● Brief
Write out the entire listing below exactly as it appears, minus any pictures.

____________

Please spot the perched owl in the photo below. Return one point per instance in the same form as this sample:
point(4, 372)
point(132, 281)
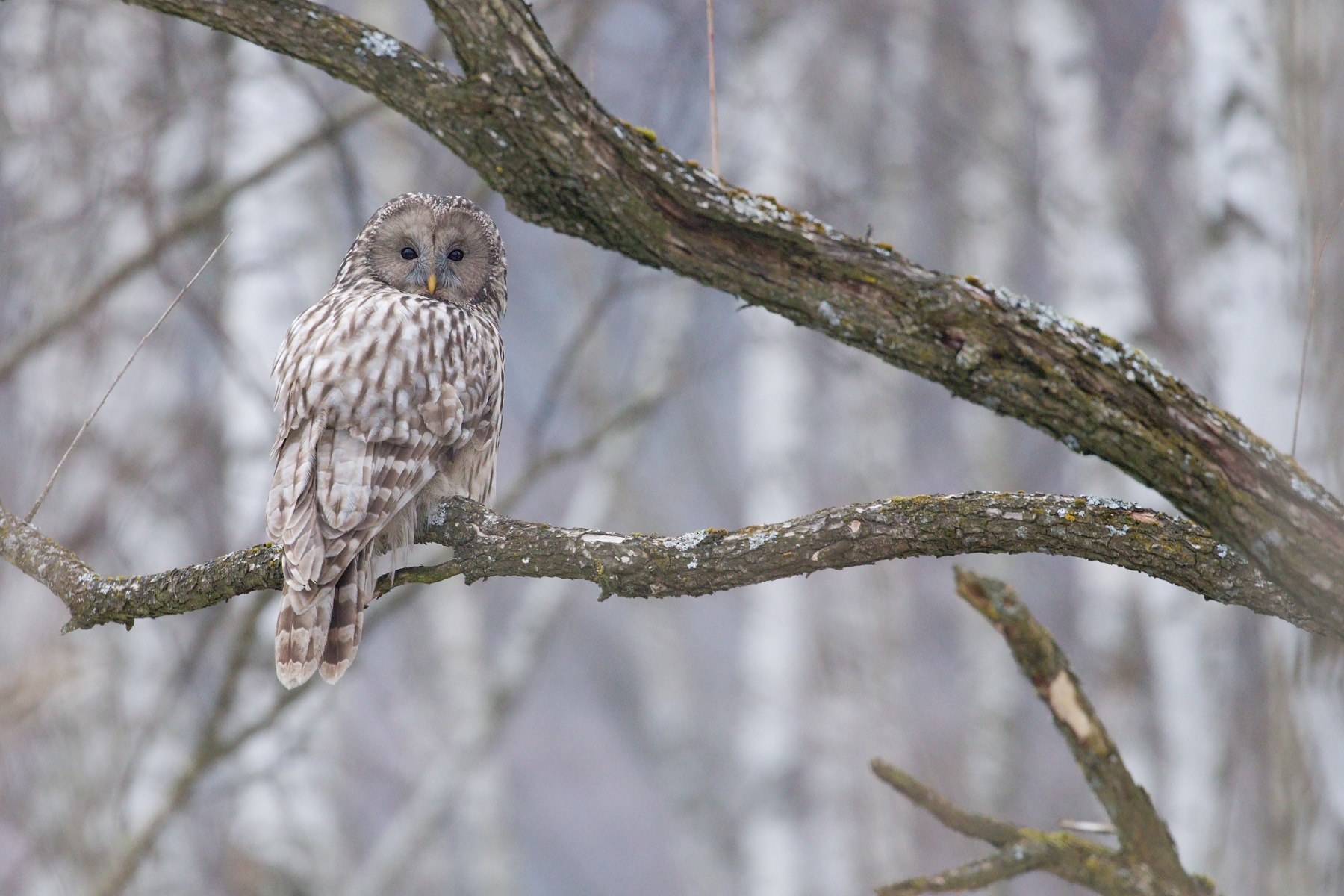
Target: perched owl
point(390, 393)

____________

● Answer to the problem
Please spot the perched owl in the photo below. Return one point per instance in the same form as this sample:
point(4, 372)
point(132, 281)
Target: perched owl
point(390, 393)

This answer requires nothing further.